Düsseldorf. . Eigentlich lehnen evangelische Christen die Verehrung von Reliquien ab. Trotzdem ruft auch die Evangelische Kirche im Rheinland zur Heilig-Rock-Wallfahrt auf, zu der das katholische Bistum Trier noch bis zum 13. Mai in den Trierer Dom lädt. Warum auch Protestanten zum angeblich letzten Gewand Jesu pilgern, erklärt die für die Wallfahrt zuständige Oberkirchenrätin Barbara Rudolph im NRZ-Interview.
In diesem Jahr hat auch die Evangelische Kirche im Rheinland zur katholischen Heilig-Rock-Wallfahrt eingeladen. Warum, erläutert Oberkirchenrätin Barbara Rudolph im NRZ-Interview.
Evangelische Christen lehnen die Reliquienverehrung ab. Warum lädt die rheinische Kirche jetzt trotzdem zur Teilnahme an der Wallfahrt nach Trier ein?
Barbara Rudolph: Wenn in diesem Jahr, wie auch schon 1996, evangelische Christinnen und Christen an der Wallfahrt in Trier teilnehmen, dann geht es tatsächlich nicht um Reliquienverehrung. Gegenstände haben nach reformatorischem Verständnis keine Heilsbedeutung. Martin Luther hat alles in Frage gestellt, was von Christus ablenkt – und alles unterstützt, „was Christum treibet“. Das ist nun auch Anlass, die Einladung nach Trier anzunehmen: Das Bistum stellt Jesus Christus in den Mittelpunkt der Wallfahrt und lädt alle Kirchen zur „Christus-Wallfahrt“ ein. In der römisch-katholischen Theologie zur Deutung des „Heiligen Rockes“ sind entscheidende Schritte vollzogen worden, die der evangelischen Kirche ermöglicht, ihr eigenes evangelisches Profil nicht zu verleugnen, wenn sie an Veranstaltungen der Wallfahrt teilnimmt.
Für Martin Luther war das Gewand vor 500 Jahren die „Bescheißerei zu Trier“ - was ist es heute für Sie?
Barbara Rudolph: Luther hat in der Tat von der „Bescheißerei zu Trier“ gesprochen. Er reagierte damit auf die Behauptung des Papstes Leo X. im Jahre 1515, dass der Rock das echte Gewand Jesu sei. Inzwischen muss kein Katholik mehr an die Echtheit des „Rockes“ glauben.

## [ROHDATEN]
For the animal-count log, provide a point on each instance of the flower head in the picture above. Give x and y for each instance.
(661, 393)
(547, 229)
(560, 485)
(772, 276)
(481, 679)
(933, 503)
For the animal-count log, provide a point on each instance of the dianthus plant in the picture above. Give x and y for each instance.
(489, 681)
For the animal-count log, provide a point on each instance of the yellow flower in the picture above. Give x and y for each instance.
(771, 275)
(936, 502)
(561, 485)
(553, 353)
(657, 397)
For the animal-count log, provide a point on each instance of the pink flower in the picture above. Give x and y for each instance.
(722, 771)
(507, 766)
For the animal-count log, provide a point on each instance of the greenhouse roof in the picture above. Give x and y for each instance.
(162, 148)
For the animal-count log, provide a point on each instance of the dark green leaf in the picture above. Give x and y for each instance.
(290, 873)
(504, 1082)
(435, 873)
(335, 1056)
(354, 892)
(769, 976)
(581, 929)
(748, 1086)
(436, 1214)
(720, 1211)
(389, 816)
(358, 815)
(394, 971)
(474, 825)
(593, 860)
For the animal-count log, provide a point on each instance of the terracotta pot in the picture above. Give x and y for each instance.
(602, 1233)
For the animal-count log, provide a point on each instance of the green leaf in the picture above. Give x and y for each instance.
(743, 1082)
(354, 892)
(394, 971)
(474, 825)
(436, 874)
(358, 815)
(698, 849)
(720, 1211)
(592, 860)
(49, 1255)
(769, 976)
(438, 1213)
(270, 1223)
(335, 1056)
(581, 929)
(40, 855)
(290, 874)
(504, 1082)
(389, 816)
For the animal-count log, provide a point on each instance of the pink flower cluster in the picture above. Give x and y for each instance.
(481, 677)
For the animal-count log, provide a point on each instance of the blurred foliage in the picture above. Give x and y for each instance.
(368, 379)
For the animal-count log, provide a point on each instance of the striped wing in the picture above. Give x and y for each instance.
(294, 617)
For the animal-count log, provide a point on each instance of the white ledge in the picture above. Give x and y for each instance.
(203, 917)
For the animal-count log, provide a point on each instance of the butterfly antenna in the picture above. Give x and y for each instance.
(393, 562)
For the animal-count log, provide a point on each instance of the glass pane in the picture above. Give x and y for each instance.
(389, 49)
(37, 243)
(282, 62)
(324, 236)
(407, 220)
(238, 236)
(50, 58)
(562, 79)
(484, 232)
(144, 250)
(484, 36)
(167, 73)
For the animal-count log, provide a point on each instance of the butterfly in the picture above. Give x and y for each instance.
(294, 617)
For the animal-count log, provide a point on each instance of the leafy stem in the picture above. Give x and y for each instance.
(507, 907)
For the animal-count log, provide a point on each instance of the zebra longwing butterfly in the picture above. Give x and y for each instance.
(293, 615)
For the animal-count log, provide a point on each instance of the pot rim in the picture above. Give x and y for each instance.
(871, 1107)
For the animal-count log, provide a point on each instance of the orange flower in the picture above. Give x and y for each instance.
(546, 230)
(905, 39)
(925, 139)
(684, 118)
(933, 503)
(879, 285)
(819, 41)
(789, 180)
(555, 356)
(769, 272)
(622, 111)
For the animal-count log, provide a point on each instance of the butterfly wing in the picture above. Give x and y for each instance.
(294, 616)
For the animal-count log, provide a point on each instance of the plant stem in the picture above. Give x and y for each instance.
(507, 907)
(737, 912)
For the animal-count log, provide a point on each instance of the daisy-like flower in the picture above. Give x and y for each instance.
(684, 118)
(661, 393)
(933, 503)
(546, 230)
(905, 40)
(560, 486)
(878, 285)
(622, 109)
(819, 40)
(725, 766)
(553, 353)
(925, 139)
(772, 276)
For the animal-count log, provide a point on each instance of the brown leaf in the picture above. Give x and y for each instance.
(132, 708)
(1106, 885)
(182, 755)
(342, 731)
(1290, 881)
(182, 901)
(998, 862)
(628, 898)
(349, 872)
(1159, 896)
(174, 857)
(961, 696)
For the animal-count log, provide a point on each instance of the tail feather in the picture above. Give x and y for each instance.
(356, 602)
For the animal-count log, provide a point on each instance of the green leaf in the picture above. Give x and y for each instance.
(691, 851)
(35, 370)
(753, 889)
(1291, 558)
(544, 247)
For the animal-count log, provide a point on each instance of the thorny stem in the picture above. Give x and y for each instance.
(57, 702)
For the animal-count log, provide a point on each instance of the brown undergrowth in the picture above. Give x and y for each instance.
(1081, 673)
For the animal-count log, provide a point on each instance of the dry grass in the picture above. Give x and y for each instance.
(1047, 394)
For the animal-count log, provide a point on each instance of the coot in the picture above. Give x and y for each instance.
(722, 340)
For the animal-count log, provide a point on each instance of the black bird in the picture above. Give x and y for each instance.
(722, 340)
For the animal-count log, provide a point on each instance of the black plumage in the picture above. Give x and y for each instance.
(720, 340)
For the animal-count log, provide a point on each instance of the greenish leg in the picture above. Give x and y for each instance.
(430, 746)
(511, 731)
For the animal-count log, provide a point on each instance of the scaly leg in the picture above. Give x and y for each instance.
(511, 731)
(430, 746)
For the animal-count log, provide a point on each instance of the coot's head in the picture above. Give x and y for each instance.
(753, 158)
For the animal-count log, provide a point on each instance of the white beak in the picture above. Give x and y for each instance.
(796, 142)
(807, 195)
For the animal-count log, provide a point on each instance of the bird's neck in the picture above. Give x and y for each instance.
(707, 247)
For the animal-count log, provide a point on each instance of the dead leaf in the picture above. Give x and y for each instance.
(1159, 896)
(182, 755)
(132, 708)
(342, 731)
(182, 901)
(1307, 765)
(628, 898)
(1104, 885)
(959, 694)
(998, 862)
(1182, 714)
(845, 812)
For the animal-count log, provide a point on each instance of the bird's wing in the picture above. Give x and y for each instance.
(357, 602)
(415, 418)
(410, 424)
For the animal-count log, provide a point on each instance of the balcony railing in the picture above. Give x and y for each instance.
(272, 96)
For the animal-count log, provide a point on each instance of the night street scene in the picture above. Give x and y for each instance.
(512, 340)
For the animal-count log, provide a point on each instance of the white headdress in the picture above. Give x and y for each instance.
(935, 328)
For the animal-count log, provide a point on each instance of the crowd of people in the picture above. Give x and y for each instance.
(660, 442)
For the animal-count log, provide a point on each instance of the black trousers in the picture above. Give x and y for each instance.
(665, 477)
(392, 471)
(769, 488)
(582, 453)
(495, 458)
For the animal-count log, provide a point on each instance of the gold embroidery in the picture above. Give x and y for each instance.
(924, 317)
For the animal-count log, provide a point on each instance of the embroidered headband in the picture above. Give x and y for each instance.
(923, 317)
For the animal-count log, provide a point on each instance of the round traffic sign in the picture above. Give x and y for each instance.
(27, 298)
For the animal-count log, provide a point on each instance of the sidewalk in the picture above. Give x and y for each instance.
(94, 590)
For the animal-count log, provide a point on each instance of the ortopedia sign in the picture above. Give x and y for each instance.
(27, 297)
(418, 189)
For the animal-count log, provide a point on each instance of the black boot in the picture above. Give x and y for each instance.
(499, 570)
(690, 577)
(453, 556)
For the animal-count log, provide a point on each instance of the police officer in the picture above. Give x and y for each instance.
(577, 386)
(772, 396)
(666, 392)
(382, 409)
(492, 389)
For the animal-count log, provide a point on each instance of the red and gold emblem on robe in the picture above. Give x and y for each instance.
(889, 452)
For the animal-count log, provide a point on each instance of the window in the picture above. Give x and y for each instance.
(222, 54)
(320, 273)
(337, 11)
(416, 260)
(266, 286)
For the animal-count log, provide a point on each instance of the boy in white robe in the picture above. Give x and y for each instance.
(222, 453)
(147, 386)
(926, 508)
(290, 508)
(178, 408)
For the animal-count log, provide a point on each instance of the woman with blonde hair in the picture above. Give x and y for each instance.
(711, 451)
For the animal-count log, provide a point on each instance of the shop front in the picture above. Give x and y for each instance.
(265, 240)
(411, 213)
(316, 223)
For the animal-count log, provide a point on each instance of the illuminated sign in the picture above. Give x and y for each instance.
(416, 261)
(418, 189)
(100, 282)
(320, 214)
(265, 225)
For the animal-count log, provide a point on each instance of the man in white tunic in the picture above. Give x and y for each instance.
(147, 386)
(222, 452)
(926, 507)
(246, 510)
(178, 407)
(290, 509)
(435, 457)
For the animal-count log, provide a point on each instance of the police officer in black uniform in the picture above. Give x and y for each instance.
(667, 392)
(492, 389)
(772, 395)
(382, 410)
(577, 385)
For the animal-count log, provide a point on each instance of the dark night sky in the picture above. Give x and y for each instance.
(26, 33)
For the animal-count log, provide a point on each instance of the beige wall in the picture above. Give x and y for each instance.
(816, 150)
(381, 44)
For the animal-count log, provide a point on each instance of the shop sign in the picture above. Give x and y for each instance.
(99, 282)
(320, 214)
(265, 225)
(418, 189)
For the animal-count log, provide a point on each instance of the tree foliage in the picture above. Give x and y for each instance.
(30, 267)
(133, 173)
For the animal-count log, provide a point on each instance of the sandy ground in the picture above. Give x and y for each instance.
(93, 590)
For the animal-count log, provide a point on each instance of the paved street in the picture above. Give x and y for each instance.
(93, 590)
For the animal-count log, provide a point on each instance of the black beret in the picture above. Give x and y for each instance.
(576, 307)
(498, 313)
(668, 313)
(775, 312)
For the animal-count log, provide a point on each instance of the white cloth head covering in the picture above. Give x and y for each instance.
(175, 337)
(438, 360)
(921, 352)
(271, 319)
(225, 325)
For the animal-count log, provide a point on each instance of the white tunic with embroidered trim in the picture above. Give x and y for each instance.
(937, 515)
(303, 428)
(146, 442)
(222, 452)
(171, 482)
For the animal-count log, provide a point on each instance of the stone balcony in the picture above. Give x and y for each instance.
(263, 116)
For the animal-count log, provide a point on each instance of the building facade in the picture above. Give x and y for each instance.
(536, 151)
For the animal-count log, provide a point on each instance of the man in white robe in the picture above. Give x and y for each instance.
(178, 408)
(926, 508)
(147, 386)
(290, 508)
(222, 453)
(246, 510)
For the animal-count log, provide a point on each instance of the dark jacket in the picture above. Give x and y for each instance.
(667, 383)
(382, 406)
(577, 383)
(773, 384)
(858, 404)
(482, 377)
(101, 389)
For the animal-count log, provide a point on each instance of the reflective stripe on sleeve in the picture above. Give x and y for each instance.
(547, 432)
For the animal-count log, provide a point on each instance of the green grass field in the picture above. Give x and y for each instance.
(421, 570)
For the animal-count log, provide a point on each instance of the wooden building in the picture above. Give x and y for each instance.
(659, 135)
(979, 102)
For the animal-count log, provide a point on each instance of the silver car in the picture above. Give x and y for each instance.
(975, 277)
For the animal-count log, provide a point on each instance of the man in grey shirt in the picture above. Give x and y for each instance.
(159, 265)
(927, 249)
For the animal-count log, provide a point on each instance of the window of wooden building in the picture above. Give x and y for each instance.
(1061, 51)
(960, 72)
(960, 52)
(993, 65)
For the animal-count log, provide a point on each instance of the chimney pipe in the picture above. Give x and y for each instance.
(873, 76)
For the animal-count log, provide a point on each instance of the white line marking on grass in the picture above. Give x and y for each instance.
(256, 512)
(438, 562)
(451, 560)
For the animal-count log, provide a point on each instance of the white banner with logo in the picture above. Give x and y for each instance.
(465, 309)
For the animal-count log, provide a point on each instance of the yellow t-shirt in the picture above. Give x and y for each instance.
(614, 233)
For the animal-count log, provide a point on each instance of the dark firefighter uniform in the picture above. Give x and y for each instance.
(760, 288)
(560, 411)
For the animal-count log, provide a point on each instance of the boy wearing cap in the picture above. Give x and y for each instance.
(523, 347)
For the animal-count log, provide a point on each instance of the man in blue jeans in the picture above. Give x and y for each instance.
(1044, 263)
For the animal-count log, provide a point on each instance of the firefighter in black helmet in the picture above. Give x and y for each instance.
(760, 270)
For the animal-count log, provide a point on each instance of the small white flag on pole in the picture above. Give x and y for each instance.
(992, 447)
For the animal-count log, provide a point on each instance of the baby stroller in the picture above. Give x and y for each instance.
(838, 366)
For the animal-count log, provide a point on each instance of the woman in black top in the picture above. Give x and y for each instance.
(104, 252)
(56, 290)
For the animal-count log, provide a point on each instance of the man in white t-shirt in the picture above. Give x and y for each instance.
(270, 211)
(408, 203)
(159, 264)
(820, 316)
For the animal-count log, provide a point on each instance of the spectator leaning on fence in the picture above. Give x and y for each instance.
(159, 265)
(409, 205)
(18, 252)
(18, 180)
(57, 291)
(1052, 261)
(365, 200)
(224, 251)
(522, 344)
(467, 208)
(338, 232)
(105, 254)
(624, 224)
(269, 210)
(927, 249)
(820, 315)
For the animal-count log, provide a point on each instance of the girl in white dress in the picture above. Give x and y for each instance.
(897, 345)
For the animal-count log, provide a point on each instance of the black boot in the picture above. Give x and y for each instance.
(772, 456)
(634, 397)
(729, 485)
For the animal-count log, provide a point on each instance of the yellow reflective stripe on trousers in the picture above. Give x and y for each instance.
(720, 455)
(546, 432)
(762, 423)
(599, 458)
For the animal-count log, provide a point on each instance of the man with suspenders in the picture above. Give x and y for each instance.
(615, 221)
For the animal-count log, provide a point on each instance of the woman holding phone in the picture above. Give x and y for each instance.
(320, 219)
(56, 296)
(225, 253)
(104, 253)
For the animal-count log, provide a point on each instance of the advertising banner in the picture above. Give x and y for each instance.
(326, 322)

## [WAS BENÖTIGT WIRD]
Schreib bitte das Interview über die Heilig-Rock-Wallfahrt nach seinem letzten Satz weiter. Die Daten sind eigenständiges Material und gehören nicht zum Interview über die Heilig-Rock-Wallfahrt.

## [LÖSUNG DIESER ÜBUNG]
Die biblische Auslegung der alten Kirchenväter aus dem 1. Jahrtausend, dass das Gewand auf die Einheit der einen Kirche verweist, steht heute im Mittelpunkt der Deutung. Diese Auslegung stammt aus der Zeit, als die Kirchen noch nicht getrennt waren und kann von der evangelischen Bibeldeutung gut nachvollzogen werden. Der „Heilige Rock“ ist darum kein Gegenstand der Verehrung, sondern Anlass zum gemeinsamen ökumenischen Bibellesen in Gottesdienst und Andacht.
Sehen Sie einen neuen Trend zum Pilgern in der Evangelischen Kirche, womöglich bald auch zu anderen katholischen Wallfahrtsstätten wie Kevelaer?
Barbara Rudolph: Es gibt schon seit längerem einen Trend, sich wieder zu Fuß auf den Weg zu machen. Die „Entschleunigung“ des Lebens bringt Menschen näher zu sich selbst und zu Gott.
Es wird sicher die Ausnahme bleiben, dass die evangelische Kirche zu einer katholischen Wallfahrtsstätte einladen wird. Eher entstehen eigenständige Pilgerwege wie der Lutherweg in Sachsen und Thüringen, wo auf dem Wege reformatorische Grunderkenntnisse neu erfahren werden.
Die Teilnahme an der Wallfahrt in Trier hat ihren Grund in der besonderen Weise, mit der das Bistum Trier die Wallfahrt auf Jesus Christus konzentriert und sich in die ökumenische Gemeinschaft mit den anderen Kirchen stellt.